> Excerpt to read

The peripheral wall 23 forms the passage 28 of gas between the peripheral wall 23 and the impeller 2. A passage cross-sectional area refers to the area of a cross-section when the passage 28 is cut along a plane including the center axis C of the shaft 11. The passage cross-sectional area gradually decreases from a downstream end 31B of a first planar portion 31 to an upstream end 32A of a second planar portion 32. The passage cross-sectional area gradually increases from a downstream end 32B of the second planar portion 32 toward the outlet 24.

Gas is drawn in through the inlet 25. The inlet 25 is formed in the first side wall 21 or the second side wall 22. In the present embodiment, the inlet 25 is formed in the first side wall 21. The inlet 25 is formed by a bell mouth. The inlet 25 is circular. The inlet 25 has substantially the same size as the opening 15 of the impeller 2. The center of the inlet 25 is located at the same position as the center axis C of the shaft 11.

The outlet 24 is the part where gas is blown out of the impeller 2. The outlet 24 is tubular. The outlet 24 is arranged at a downstream end 23B of the peripheral wall 23. The tongue 26 guides the gas flowing along the peripheral wall 23 to the outlet 24. The tongue 26 is continuous with an upstream end 23A of the peripheral wall 23. The upstream end 23A of the peripheral wall 23 is the same part as an upstream end 31A of the first planar portion 31.

The peripheral wall 23 includes the first planar portion 31 and the second planar portion 32. The first planar portion 31 extends continuously from the tongue 26. The first planar portion 31 is orthogonal to a straight line extending from the center CA of the impeller 2. The second planar portion 32 is located at a position advanced from the first planar portion 31 in the rotation direction of the impeller 2. The second planar portion 32 is orthogonal to a straight line extending from the center CA of the impeller 2.

The peripheral wall 23 is configured so that a clearance CL in the passage 28 is minimal at the second planar portion 32. The clearance CL is defined as the difference between the distance from the center CA of the impeller 2 to an inner surface 23C of the peripheral wall 23 and the distance from the center CA of the impeller 2 to the outer surface 2A of the impeller 2. The outer surface 2A of the impeller 2 is a surface formed by connecting the outer ends of the blades 13. The clearance CL is substantially equal to a value obtained by subtracting the radius R of the impeller 2 from the distance from the center CA of the impeller 2 to the inner surface 23C of the peripheral wall 23 on a line extending in the radial direction.

In one example, a narrowest portion 33 where the clearance CL at the second planar portion 32 is minimal is located between the upstream end 32A and the downstream end 32B of the second planar portion 32. The distance between the narrowest portion 33 and the downstream end 32B of the second planar portion 32 is greater than the distance between the narrowest portion 33 and the upstream end 32A of the second planar portion 32. The narrowest portion 33 in the second planar portion 32 may be the upstream end 32A of the second planar portion 32. The narrowest portion 33 in the second planar portion 32 may be the downstream end 32B of the second planar portion 32.

Entries drawn from a collection
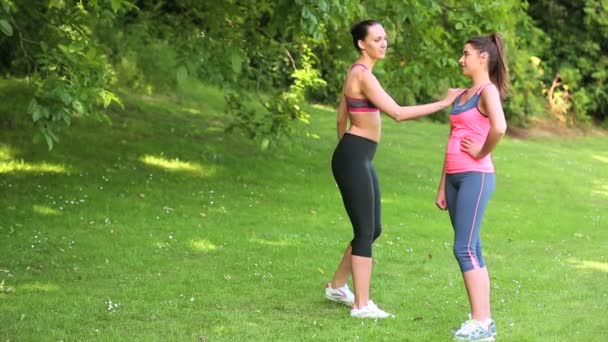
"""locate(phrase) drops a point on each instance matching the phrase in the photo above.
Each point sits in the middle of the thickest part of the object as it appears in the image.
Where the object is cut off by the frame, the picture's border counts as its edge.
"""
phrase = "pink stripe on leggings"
(473, 257)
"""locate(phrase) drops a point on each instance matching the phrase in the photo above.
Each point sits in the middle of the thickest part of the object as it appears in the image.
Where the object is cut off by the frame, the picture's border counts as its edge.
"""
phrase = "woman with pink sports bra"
(477, 123)
(358, 129)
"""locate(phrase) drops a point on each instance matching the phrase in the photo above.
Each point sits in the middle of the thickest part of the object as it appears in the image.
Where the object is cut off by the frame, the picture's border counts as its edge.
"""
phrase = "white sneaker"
(491, 326)
(370, 311)
(341, 295)
(472, 330)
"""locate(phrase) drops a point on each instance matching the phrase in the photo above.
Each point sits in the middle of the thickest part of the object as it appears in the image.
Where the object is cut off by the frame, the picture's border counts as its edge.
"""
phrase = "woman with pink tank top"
(477, 123)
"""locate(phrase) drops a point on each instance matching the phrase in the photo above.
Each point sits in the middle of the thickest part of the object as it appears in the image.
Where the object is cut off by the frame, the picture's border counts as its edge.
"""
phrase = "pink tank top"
(467, 121)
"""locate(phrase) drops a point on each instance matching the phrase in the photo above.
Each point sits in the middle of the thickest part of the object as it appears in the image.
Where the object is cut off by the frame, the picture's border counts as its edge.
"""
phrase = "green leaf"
(116, 4)
(6, 27)
(237, 62)
(181, 75)
(265, 143)
(33, 106)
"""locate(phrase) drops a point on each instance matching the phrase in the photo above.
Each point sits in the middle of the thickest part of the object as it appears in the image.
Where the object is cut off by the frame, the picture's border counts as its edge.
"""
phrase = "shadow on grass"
(589, 265)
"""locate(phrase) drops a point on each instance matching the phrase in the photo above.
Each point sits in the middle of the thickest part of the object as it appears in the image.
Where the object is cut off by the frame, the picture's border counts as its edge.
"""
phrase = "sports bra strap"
(356, 64)
(483, 87)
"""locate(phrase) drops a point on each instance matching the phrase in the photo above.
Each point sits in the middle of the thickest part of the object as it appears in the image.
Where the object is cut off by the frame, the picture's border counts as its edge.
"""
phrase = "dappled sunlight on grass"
(6, 153)
(14, 166)
(178, 165)
(600, 189)
(9, 164)
(39, 287)
(589, 265)
(280, 243)
(202, 246)
(600, 158)
(44, 210)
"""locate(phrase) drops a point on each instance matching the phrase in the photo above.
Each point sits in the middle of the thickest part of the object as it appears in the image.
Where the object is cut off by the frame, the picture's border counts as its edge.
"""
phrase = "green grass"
(196, 235)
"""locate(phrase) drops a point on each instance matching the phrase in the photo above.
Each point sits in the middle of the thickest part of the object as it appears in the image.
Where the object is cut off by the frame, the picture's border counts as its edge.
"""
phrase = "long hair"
(493, 45)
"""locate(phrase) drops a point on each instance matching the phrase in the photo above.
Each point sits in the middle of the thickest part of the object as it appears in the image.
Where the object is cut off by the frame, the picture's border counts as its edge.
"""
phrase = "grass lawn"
(159, 227)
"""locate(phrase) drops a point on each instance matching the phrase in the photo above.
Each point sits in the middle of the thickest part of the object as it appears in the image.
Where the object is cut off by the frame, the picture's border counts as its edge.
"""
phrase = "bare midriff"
(365, 124)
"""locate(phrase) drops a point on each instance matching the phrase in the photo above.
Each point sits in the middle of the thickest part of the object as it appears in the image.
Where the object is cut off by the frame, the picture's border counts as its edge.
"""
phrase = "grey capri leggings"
(467, 195)
(356, 178)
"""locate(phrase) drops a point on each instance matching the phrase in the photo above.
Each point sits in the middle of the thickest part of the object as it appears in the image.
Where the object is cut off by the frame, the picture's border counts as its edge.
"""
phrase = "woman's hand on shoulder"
(451, 94)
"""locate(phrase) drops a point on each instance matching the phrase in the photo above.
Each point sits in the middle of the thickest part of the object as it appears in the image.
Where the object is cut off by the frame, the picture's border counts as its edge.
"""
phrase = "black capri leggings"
(355, 175)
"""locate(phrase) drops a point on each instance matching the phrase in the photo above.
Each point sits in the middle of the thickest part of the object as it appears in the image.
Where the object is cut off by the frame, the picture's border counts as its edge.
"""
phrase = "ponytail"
(500, 73)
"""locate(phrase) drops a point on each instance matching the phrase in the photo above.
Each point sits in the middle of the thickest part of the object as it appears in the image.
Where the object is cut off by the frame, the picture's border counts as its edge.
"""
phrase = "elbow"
(502, 130)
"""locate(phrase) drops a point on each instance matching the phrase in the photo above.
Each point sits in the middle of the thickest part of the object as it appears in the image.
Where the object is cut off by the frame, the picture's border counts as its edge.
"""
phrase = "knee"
(377, 232)
(362, 245)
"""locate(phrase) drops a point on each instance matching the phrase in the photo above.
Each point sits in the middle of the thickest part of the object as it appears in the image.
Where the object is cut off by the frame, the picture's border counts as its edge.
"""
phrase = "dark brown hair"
(493, 45)
(359, 31)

> Objective 1
Edit the casing description from "Gas is drawn" down to "planar portion 31.", replacing "bell mouth" with "flared nozzle".
> Objective 2
Count the lines of the entries that contain the string "pink", and give only that number.

> Answer 1
Gas is drawn in through the inlet 25. The inlet 25 is formed in the first side wall 21 or the second side wall 22. In the present embodiment, the inlet 25 is formed in the first side wall 21. The inlet 25 is formed by a flared nozzle. The inlet 25 is circular. The inlet 25 has substantially the same size as the opening 15 of the impeller 2. The center of the inlet 25 is located at the same position as the center axis C of the shaft 11.

The outlet 24 is the part where gas is blown out of the impeller 2. The outlet 24 is tubular. The outlet 24 is arranged at a downstream end 23B of the peripheral wall 23. The tongue 26 guides the gas flowing along the peripheral wall 23 to the outlet 24. The tongue 26 is continuous with an upstream end 23A of the peripheral wall 23. The upstream end 23A of the peripheral wall 23 is the same part as an upstream end 31A of the first planar portion 31.

> Answer 2
4